■ **Extracted records**

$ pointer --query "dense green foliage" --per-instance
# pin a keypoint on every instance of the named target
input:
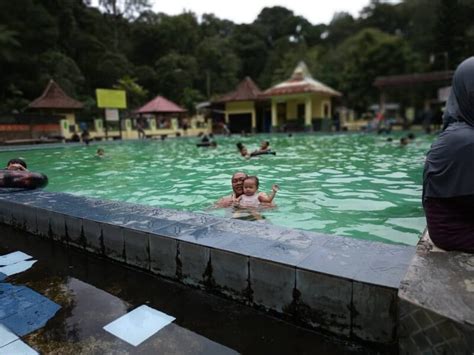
(125, 44)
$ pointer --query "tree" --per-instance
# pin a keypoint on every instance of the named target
(55, 65)
(176, 72)
(8, 43)
(364, 56)
(130, 9)
(218, 66)
(449, 35)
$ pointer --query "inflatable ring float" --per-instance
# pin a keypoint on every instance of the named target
(268, 152)
(22, 179)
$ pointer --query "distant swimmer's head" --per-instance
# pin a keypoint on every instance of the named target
(16, 164)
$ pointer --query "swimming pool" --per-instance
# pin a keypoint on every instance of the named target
(351, 185)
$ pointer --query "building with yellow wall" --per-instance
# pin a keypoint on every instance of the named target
(241, 106)
(300, 101)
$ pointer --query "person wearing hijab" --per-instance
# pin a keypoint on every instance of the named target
(448, 176)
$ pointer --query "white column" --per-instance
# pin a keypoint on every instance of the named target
(308, 112)
(274, 115)
(254, 120)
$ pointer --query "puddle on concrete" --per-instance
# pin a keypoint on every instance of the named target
(93, 292)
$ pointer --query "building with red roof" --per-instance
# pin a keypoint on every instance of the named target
(54, 98)
(57, 108)
(240, 106)
(300, 100)
(161, 112)
(160, 106)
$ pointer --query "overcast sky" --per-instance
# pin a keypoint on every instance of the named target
(245, 11)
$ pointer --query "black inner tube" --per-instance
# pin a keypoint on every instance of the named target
(22, 179)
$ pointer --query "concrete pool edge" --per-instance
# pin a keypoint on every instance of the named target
(341, 285)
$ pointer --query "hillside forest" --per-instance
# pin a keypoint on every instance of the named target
(124, 44)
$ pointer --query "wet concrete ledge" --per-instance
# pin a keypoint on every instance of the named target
(341, 285)
(437, 302)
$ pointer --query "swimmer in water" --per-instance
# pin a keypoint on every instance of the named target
(251, 196)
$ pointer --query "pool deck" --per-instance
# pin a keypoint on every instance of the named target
(437, 302)
(92, 292)
(335, 284)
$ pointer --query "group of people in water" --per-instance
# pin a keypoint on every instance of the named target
(245, 193)
(448, 176)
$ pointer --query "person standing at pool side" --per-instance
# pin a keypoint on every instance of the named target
(237, 183)
(448, 176)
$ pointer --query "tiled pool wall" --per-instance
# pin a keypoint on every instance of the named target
(340, 285)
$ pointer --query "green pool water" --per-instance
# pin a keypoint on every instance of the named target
(350, 185)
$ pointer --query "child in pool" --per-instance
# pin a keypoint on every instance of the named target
(251, 197)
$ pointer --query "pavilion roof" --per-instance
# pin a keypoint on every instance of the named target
(411, 79)
(160, 105)
(247, 90)
(54, 97)
(300, 82)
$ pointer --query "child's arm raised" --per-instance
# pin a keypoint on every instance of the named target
(262, 197)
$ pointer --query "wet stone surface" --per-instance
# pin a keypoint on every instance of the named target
(92, 292)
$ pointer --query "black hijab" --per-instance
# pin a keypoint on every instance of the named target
(460, 105)
(449, 166)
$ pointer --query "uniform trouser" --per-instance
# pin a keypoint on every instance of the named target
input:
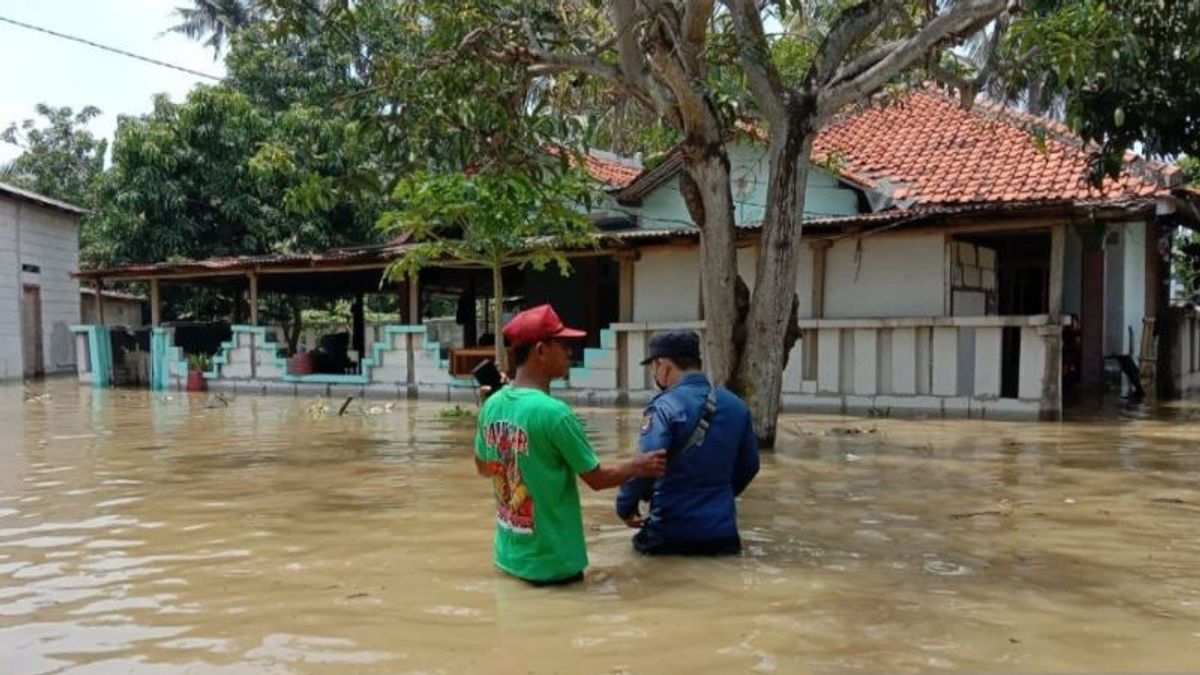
(652, 545)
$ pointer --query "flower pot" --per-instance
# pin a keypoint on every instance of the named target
(196, 381)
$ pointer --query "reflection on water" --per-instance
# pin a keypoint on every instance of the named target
(149, 533)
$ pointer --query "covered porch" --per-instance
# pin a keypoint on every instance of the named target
(412, 336)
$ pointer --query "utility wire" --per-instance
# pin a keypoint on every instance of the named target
(107, 48)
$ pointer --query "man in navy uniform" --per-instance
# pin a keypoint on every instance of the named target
(712, 457)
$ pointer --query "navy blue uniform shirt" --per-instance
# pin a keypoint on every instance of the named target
(695, 500)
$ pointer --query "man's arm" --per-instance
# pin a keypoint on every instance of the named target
(481, 469)
(657, 434)
(643, 465)
(745, 467)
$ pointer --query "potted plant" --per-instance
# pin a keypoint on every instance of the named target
(197, 365)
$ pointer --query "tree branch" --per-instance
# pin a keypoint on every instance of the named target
(852, 27)
(755, 57)
(863, 63)
(634, 67)
(957, 23)
(694, 30)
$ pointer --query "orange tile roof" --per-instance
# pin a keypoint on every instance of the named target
(611, 172)
(925, 149)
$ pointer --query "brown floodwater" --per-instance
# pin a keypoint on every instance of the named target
(154, 533)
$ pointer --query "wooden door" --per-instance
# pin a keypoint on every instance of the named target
(31, 332)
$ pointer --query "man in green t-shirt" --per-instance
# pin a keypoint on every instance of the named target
(532, 447)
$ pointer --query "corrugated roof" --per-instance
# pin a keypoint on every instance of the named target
(611, 171)
(40, 199)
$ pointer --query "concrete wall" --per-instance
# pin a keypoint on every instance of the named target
(664, 208)
(11, 364)
(666, 285)
(48, 239)
(889, 276)
(118, 311)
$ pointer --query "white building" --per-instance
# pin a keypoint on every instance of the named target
(39, 298)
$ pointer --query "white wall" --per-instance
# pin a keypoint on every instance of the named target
(1114, 291)
(666, 285)
(1072, 273)
(11, 364)
(118, 311)
(1134, 304)
(894, 275)
(49, 239)
(749, 169)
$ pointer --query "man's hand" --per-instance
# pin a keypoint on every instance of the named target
(649, 465)
(643, 465)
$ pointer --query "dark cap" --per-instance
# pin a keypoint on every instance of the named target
(673, 344)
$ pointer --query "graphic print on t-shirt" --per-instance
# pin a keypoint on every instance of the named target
(514, 505)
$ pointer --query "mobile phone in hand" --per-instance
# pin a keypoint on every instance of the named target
(487, 375)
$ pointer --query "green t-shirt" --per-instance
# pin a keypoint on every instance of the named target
(535, 447)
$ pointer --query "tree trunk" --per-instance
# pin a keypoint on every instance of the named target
(294, 327)
(706, 191)
(760, 371)
(502, 360)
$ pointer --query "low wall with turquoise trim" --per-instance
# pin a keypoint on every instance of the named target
(94, 354)
(403, 362)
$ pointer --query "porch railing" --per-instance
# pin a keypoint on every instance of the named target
(951, 364)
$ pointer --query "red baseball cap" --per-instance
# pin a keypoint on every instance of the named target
(537, 324)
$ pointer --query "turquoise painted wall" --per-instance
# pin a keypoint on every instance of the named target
(664, 208)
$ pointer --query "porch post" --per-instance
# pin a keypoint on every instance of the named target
(253, 298)
(1051, 375)
(100, 302)
(359, 326)
(1092, 300)
(1057, 262)
(820, 250)
(155, 304)
(811, 347)
(414, 299)
(625, 288)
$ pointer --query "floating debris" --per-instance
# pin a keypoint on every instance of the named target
(456, 412)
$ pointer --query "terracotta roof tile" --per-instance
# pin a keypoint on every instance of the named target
(611, 172)
(942, 153)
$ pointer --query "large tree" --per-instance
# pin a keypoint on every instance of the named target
(1121, 73)
(214, 22)
(59, 156)
(677, 59)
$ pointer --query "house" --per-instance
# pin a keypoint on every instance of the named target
(957, 262)
(120, 309)
(39, 298)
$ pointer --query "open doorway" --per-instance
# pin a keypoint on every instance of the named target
(31, 332)
(1002, 274)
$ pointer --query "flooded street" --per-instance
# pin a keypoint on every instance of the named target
(149, 533)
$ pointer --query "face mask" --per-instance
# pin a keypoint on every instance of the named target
(661, 386)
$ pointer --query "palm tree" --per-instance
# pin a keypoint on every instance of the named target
(215, 21)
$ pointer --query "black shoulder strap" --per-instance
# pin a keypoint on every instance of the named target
(706, 416)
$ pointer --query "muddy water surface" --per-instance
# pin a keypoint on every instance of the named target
(149, 533)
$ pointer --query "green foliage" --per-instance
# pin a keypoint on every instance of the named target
(202, 363)
(61, 159)
(493, 219)
(215, 21)
(1127, 71)
(1191, 168)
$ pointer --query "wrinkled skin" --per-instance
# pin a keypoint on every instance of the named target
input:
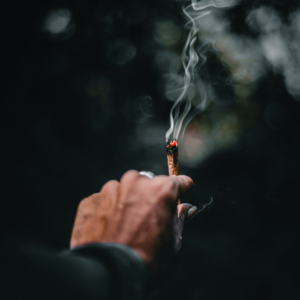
(139, 212)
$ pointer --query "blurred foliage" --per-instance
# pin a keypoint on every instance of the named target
(88, 90)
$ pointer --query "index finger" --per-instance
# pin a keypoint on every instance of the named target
(174, 186)
(183, 184)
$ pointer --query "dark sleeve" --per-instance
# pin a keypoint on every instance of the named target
(98, 271)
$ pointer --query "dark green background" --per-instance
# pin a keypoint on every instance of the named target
(61, 145)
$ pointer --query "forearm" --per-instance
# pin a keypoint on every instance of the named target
(99, 271)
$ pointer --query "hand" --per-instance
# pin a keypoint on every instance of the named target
(137, 211)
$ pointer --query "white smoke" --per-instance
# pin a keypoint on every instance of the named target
(200, 16)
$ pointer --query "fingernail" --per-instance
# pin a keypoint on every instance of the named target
(191, 211)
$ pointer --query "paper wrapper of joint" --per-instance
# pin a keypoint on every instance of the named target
(172, 157)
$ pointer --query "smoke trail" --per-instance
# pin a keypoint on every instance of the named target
(189, 60)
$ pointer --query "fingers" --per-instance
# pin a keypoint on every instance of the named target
(183, 184)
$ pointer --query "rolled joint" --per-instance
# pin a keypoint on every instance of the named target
(172, 157)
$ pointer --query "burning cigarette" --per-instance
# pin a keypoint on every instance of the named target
(172, 156)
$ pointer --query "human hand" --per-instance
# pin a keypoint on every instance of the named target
(137, 212)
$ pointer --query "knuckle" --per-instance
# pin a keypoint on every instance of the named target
(110, 185)
(131, 175)
(84, 205)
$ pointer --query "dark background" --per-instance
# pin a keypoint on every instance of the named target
(73, 120)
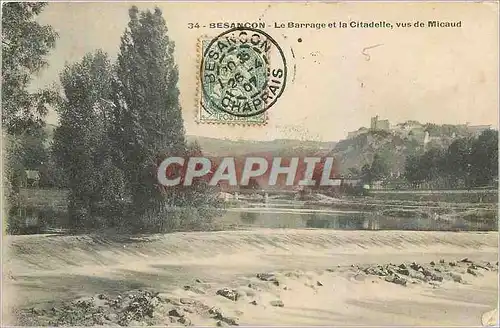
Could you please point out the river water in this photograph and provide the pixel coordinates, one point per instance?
(292, 216)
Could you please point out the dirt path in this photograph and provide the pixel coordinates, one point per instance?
(43, 270)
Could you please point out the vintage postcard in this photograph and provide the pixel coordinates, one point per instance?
(250, 163)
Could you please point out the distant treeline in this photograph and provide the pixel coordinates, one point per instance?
(468, 162)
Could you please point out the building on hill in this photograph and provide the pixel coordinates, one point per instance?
(354, 134)
(376, 124)
(478, 129)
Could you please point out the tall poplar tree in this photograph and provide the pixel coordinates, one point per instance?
(150, 119)
(80, 142)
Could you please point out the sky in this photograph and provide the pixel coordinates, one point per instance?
(338, 79)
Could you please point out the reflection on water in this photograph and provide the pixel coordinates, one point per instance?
(347, 221)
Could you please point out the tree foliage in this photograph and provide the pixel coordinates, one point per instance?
(467, 162)
(150, 114)
(80, 143)
(25, 46)
(118, 122)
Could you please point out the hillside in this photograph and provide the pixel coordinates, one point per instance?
(395, 145)
(279, 147)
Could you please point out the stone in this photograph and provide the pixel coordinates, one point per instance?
(185, 321)
(396, 280)
(456, 277)
(403, 271)
(277, 303)
(229, 294)
(193, 289)
(187, 301)
(176, 313)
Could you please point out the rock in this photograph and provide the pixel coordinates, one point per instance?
(185, 321)
(111, 317)
(135, 323)
(193, 289)
(490, 318)
(472, 272)
(229, 294)
(188, 310)
(436, 277)
(277, 303)
(396, 280)
(403, 271)
(37, 311)
(176, 313)
(456, 277)
(232, 321)
(415, 266)
(187, 301)
(102, 297)
(417, 275)
(268, 277)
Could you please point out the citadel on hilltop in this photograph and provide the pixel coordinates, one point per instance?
(419, 131)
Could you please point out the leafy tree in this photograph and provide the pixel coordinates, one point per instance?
(150, 114)
(25, 45)
(80, 142)
(378, 170)
(484, 158)
(467, 162)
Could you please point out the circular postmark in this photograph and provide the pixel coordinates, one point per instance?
(243, 72)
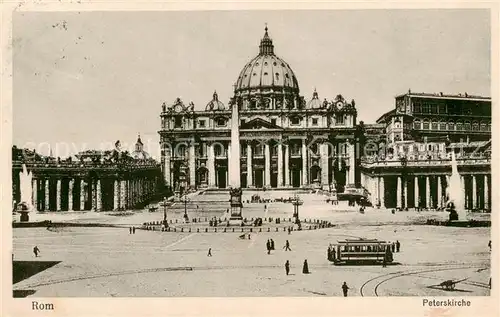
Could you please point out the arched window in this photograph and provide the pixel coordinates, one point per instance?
(467, 126)
(417, 125)
(451, 126)
(434, 125)
(475, 126)
(426, 125)
(442, 125)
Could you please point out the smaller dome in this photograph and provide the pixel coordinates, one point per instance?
(215, 104)
(314, 103)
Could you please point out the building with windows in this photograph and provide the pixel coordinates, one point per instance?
(285, 140)
(412, 167)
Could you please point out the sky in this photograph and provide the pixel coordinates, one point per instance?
(86, 79)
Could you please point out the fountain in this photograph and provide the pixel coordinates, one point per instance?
(25, 205)
(456, 203)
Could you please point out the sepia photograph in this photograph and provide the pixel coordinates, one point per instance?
(247, 153)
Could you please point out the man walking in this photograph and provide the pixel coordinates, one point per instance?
(287, 246)
(345, 288)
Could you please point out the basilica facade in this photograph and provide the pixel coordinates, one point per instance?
(286, 140)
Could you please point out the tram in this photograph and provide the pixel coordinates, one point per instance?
(360, 251)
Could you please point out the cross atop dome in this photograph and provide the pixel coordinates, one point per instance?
(266, 44)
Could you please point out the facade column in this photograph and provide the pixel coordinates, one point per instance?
(440, 192)
(267, 165)
(416, 200)
(428, 192)
(34, 196)
(305, 178)
(382, 192)
(58, 195)
(399, 192)
(192, 165)
(211, 165)
(405, 192)
(123, 195)
(166, 166)
(486, 193)
(287, 165)
(324, 165)
(249, 166)
(280, 165)
(352, 163)
(70, 194)
(82, 194)
(98, 196)
(47, 194)
(116, 193)
(474, 192)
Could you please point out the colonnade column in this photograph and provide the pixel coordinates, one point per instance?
(98, 196)
(440, 192)
(192, 165)
(398, 192)
(70, 194)
(382, 192)
(305, 179)
(486, 193)
(287, 167)
(47, 194)
(280, 165)
(474, 192)
(427, 192)
(166, 166)
(58, 195)
(116, 195)
(417, 197)
(267, 166)
(211, 165)
(249, 166)
(35, 194)
(82, 194)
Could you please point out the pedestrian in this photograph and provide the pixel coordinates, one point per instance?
(305, 268)
(36, 250)
(344, 289)
(287, 246)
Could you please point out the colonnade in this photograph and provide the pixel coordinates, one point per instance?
(97, 194)
(427, 191)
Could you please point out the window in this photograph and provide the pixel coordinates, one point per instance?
(416, 125)
(426, 125)
(295, 120)
(221, 122)
(178, 122)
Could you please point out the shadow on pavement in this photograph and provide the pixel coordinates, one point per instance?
(22, 270)
(23, 293)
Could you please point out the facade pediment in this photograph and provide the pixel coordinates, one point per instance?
(259, 124)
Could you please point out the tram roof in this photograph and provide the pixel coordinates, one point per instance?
(360, 241)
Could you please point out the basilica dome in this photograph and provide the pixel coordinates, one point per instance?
(266, 70)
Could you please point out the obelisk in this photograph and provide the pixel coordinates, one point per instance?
(234, 167)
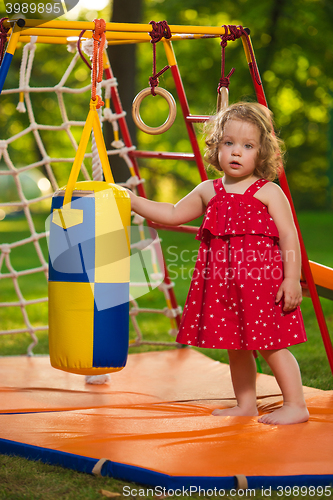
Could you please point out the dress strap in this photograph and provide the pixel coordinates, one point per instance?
(251, 190)
(218, 186)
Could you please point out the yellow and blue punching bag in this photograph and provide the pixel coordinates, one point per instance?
(89, 249)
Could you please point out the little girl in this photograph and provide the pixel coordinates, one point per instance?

■ **Description of the task**
Quote exactly, and only, the lines from the one containing "Could you please point out the basilica dome" through the last line of the records above, both included; leave out any pictures.

■ **Task solution**
Could you please point out the basilica dome in this photograph and provide the pixel coordinates, one point per instance?
(266, 70)
Could you please point out the obelisk in this photograph and provide the pixel coordinates, one point per instance?
(234, 167)
Could you please point out the dress strap in this photograph and provide the pixel coordinates, one point per instance?
(251, 190)
(218, 186)
Could you please point out the yellow and blue punching bag in this photograph and provide the pixel coordinates, one point per instance?
(89, 249)
Could you please point out the little girl in this photograph and provide the pixel coordinates, one point per instance?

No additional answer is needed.